======== Quoted passage ========
Depending upon what type of work you plan to do, there can be some disadvantages to a MT collet chuck vs. a Beall type chuck. Be sure you fully understand the differences between each type of chuck and buy the one that best suites your requirements.


----------



## Chuck Key (Sep 27, 2008)

Randy_ said:


> For those who are still in the buy mode, you might contact him and see if he has the metric set of collets yet.


 

Here is a set of 19 metric collets for $41.86.  I have purchased a couple of items form this seller and am happy with the product and service.  My mail person always takes a second look at the USPS signature forms when they note the Hong Cong mailing address

http://cgi.ebay.com/FULL-ER32-COLLET-SET-19-PCS-CNC-MILLING-LATHE-NEW-A07_W0QQitemZ110284558571


----------



## Randy_ (Sep 27, 2008)

John:  That is an incredible price..........but when you add in the shipping, it is pretty much a wash with what 800watt is offering.  800watt is about $8 cheaper; but you "SHOULD"
 be getting 2 extra collets from your guy.  I say "should" because there is a little confusion in his ad.  Says the collets go from 1mm to 20mm; but also says 19 collets which is one shy of what it should be???
======== Given records ========
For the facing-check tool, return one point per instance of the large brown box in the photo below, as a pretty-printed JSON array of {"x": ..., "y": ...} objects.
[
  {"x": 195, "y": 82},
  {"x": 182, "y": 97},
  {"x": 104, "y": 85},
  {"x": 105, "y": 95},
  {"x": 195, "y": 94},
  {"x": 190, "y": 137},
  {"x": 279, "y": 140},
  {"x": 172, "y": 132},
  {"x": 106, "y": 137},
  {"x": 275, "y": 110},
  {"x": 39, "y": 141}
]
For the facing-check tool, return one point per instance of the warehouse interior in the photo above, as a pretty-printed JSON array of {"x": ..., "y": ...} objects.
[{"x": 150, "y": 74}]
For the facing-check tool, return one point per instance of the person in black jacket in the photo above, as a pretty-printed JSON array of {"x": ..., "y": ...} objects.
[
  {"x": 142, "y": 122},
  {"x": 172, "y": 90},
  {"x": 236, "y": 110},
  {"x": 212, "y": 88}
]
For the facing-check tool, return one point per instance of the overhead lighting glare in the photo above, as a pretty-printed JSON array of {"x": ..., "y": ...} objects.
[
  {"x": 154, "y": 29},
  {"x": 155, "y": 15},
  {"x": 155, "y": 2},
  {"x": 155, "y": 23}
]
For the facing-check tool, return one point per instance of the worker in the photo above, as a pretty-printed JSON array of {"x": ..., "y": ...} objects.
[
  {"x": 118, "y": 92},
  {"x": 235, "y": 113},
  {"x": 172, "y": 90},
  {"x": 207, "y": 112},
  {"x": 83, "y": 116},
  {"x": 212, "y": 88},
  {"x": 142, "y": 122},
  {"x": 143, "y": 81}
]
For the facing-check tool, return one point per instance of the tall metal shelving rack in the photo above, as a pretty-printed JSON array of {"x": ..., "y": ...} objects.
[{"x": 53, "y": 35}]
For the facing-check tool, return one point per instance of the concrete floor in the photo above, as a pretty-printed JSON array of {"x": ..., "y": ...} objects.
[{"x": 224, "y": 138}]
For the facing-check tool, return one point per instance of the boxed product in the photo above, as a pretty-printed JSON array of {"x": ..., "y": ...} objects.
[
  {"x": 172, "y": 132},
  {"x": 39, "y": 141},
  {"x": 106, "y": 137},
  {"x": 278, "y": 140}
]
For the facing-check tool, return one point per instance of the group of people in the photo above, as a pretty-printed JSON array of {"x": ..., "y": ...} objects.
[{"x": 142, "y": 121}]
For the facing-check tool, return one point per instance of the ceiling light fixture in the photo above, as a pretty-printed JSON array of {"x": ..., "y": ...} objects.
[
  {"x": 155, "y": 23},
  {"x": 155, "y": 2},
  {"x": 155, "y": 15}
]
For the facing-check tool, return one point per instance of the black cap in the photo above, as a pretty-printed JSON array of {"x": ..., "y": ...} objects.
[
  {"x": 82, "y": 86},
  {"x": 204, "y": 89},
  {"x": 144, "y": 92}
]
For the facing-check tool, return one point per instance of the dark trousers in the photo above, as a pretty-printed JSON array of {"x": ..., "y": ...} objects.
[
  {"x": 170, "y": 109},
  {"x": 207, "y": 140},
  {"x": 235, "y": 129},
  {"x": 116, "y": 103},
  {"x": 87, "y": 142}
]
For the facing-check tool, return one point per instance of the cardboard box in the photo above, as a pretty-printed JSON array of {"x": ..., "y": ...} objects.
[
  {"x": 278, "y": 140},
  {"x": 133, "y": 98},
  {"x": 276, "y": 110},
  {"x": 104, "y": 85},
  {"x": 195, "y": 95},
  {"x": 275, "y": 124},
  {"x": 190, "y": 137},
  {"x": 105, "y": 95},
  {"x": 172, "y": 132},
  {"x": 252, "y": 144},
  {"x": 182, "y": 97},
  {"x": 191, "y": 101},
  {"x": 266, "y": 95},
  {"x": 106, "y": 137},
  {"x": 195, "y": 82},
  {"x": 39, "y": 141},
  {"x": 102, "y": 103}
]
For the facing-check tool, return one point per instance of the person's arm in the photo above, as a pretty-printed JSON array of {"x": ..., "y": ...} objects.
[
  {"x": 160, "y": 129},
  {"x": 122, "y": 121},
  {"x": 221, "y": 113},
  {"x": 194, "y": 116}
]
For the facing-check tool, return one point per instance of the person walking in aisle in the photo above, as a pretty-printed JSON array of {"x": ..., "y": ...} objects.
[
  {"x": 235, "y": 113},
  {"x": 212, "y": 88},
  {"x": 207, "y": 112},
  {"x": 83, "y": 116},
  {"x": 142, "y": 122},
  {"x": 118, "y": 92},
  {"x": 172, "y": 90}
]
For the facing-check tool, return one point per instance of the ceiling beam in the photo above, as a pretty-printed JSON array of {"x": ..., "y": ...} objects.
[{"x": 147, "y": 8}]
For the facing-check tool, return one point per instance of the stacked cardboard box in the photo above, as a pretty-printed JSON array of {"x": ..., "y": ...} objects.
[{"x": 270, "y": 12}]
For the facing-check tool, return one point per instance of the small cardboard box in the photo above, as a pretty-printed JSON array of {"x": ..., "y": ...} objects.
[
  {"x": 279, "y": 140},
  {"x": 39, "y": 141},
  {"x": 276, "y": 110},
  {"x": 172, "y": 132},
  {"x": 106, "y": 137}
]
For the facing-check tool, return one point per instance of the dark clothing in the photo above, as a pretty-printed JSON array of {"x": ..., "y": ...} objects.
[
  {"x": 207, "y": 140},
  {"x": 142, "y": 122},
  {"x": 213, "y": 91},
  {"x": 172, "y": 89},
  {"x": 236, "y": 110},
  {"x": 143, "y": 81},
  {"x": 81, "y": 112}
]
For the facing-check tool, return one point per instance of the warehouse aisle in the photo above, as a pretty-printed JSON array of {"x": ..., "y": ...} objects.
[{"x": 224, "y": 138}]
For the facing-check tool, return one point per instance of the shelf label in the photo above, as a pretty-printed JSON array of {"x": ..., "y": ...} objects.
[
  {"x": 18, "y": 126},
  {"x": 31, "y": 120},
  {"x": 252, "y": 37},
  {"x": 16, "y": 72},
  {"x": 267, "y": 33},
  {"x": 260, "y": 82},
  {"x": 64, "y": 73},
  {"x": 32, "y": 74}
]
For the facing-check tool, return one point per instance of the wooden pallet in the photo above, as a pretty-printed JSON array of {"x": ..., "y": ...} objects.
========
Answer these questions about the forum thread above:
1. What price is given for the set of 19 metric collets?
2. By about how much is 800watt cheaper, according to Randy_?
3. What size range does the seller's ad give for the collets?

# Task output:
1. $41.86
2. About $8
3. 1mm to 20mm